» **Task prompt**: All of the records must come back exactly. Please repeat them in full.

» **The data**:
################

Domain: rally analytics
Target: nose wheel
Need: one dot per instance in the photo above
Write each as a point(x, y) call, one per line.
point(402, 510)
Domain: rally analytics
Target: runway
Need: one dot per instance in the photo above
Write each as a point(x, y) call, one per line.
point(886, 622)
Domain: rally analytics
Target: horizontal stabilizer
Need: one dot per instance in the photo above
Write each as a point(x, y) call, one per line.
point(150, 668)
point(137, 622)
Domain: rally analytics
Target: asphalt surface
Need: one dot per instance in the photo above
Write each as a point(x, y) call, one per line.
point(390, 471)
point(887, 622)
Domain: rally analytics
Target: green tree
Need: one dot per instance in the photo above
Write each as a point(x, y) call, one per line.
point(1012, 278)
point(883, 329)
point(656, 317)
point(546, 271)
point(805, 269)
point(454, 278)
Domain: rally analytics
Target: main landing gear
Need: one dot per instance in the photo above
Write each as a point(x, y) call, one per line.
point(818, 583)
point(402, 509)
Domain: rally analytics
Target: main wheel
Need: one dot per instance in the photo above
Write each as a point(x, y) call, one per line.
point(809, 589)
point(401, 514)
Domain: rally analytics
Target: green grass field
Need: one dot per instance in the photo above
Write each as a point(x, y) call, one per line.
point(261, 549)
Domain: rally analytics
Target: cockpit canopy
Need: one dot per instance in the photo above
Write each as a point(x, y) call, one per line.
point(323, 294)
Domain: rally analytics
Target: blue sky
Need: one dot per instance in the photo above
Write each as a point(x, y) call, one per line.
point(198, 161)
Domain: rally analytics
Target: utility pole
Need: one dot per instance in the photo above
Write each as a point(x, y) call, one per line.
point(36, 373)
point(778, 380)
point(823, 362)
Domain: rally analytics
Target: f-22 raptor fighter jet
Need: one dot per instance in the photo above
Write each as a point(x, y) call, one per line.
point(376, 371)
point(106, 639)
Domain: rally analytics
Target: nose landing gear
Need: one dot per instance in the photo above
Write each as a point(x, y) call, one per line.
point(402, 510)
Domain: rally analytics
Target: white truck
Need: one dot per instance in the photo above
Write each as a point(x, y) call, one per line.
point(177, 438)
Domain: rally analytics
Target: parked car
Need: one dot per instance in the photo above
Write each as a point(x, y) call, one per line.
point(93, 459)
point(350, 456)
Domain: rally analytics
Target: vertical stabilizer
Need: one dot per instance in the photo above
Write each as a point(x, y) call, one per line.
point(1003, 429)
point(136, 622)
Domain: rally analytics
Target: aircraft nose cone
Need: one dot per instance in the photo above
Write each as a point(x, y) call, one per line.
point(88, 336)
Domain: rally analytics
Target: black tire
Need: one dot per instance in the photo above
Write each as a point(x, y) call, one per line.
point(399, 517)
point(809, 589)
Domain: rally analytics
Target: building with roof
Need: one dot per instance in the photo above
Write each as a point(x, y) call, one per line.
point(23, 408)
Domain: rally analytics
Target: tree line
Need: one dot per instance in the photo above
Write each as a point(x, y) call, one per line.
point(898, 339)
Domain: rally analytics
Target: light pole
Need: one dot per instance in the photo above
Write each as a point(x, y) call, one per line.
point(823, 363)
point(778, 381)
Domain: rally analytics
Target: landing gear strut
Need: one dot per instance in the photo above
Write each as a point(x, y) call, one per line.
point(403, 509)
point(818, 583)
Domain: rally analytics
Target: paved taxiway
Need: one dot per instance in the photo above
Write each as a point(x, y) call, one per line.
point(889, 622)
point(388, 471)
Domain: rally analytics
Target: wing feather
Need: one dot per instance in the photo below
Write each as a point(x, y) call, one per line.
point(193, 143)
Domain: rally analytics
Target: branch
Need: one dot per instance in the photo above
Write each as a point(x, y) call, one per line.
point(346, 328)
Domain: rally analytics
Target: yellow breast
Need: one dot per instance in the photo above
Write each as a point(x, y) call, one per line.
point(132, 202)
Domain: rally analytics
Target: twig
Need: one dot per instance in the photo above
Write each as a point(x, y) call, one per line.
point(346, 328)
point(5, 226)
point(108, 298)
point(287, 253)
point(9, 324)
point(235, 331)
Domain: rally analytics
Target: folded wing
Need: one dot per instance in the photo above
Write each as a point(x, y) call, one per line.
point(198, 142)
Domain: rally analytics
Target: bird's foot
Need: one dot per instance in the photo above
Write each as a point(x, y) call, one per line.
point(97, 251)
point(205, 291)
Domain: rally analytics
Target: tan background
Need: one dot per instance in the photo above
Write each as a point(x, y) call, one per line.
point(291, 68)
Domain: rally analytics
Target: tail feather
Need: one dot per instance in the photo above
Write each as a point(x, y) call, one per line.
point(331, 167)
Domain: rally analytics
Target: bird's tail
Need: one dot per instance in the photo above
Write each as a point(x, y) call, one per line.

################

» **Written reply**:
Domain: rally analytics
Target: nose wheel
Need: one dot per instance in the photo above
Write each as a point(x, y) call, one per line.
point(402, 510)
Domain: rally analytics
Target: runway
Need: one dot per instance in the photo above
Write each as a point(x, y) call, one per line.
point(886, 622)
Domain: rally analytics
Target: horizontal stabilizer
Need: one dot per instance in the photo above
Write each as a point(x, y) call, one per line.
point(150, 668)
point(137, 622)
Domain: rally analytics
Target: asphalt surface
Need: one dot per instance in the photo above
Write each as a point(x, y) call, one per line.
point(390, 471)
point(887, 622)
Domain: rally analytics
Target: green tree
Need: one dot per instance in the photo above
Write each as a point(x, y) call, one per line.
point(1012, 278)
point(883, 329)
point(656, 317)
point(546, 271)
point(805, 269)
point(454, 278)
Domain: rally analytics
Target: main landing gear
Need: one dot per instance in the photo above
Write each as a point(x, y) call, one per line.
point(818, 583)
point(402, 509)
Domain: rally analytics
Target: main wheel
Need: one dot per instance in the photo above
Write each as a point(x, y) call, one per line.
point(809, 589)
point(401, 514)
Domain: rally analytics
Target: green grass field
Need: one dot per instance in the photo above
Write each as a point(x, y) call, one per line.
point(261, 549)
Domain: rally analytics
Target: cockpit canopy
Need: one dot per instance in the photo above
Write each as a point(x, y) call, one per line.
point(323, 294)
Domain: rally analytics
Target: blue sky
Need: one dot per instance in the photo above
Write each as a point(x, y) call, one per line.
point(198, 161)
Domain: rally analytics
Target: utility pole
Need: one dot per instance in the photo above
Write each as a point(x, y) call, one per line.
point(36, 373)
point(778, 380)
point(823, 362)
Domain: rally analytics
Target: f-22 raptor fighter jet
Need: one dot per instance in the photo above
Write each as a point(x, y) call, one per line.
point(376, 371)
point(106, 639)
Domain: rally analytics
Target: nose landing gear
Need: one dot per instance in the photo above
Write each as a point(x, y) call, one per line.
point(402, 510)
Domain: rally analytics
Target: white truck
Need: one dot per instance in the photo above
Write each as a point(x, y) call, one per line.
point(177, 438)
Domain: rally analytics
Target: parked car
Need: one dot per instance in the photo above
Write each as a point(x, y) call, one per line.
point(93, 459)
point(350, 456)
Domain: rally analytics
Target: vertical stabilizer
Need: one dot per instance in the photo above
Write each as a point(x, y) call, one per line.
point(1003, 429)
point(136, 622)
Domain: rally analytics
Target: aircraft nose cone
Need: one dot per instance in the photo above
Write each as a point(x, y) call, one per line.
point(88, 336)
Domain: rally analytics
Target: black tire
Need: one dot per instance in the photo above
Write each as a point(x, y) call, one per line.
point(399, 517)
point(809, 589)
Domain: rally analytics
Target: building with roof
Need: one dot per instance in the photo above
Write each as a point(x, y) call, one per line.
point(23, 408)
Domain: rally analytics
Target: tree line
Need: one dot per instance in the photo above
Write each as a point(x, y) call, one per line.
point(898, 339)
Domain: rally analytics
Target: light pole
Need: one dot per instance in the photo above
Write each as a point(x, y) call, one per line.
point(823, 363)
point(778, 381)
Domain: rally analytics
Target: landing gear strut
Need: one dot per instance in the photo above
Write each as a point(x, y) call, one per line.
point(403, 509)
point(818, 583)
Domain: rally analytics
Target: paved taxiway
Need: one dot per instance in the photo above
Write each as a point(x, y) call, one per line.
point(889, 622)
point(388, 471)
Domain: rally analytics
Target: wing feather
Need: one dot per instance in the photo below
Write each as a point(x, y) call, one per line.
point(193, 143)
Domain: rally analytics
Target: branch
Need: one dot per instance in the photo above
Write each as a point(x, y) call, one per line.
point(346, 328)
Domain: rally analytics
Target: yellow breast
Need: one dot per instance in the photo above
Write each as a point(x, y) call, one per line.
point(132, 202)
Domain: rally analytics
Target: twig
Need: one dot per instance in the photo above
Write each as a point(x, y) call, one per line.
point(346, 328)
point(5, 226)
point(108, 298)
point(287, 253)
point(9, 324)
point(235, 331)
Domain: rally analytics
Target: folded wing
Need: one dot per instance in the photo above
Write each as a point(x, y) call, one per line.
point(198, 142)
Domain: rally analytics
Target: bird's foot
Need: one dot per instance in the photo above
Write each as a point(x, y) call, one per line.
point(97, 251)
point(205, 291)
Domain: rally analytics
Target: tan background
Need: one dot per instance in the photo above
Write each as a point(x, y) call, one per line.
point(291, 68)
Domain: rally analytics
Target: tail feather
Need: one dot per instance in the photo above
Write each as a point(x, y) call, one per line.
point(331, 167)
Domain: rally analytics
Target: bird's tail
Need: one dot per instance in the photo above
Write each as a point(x, y) call, one per line.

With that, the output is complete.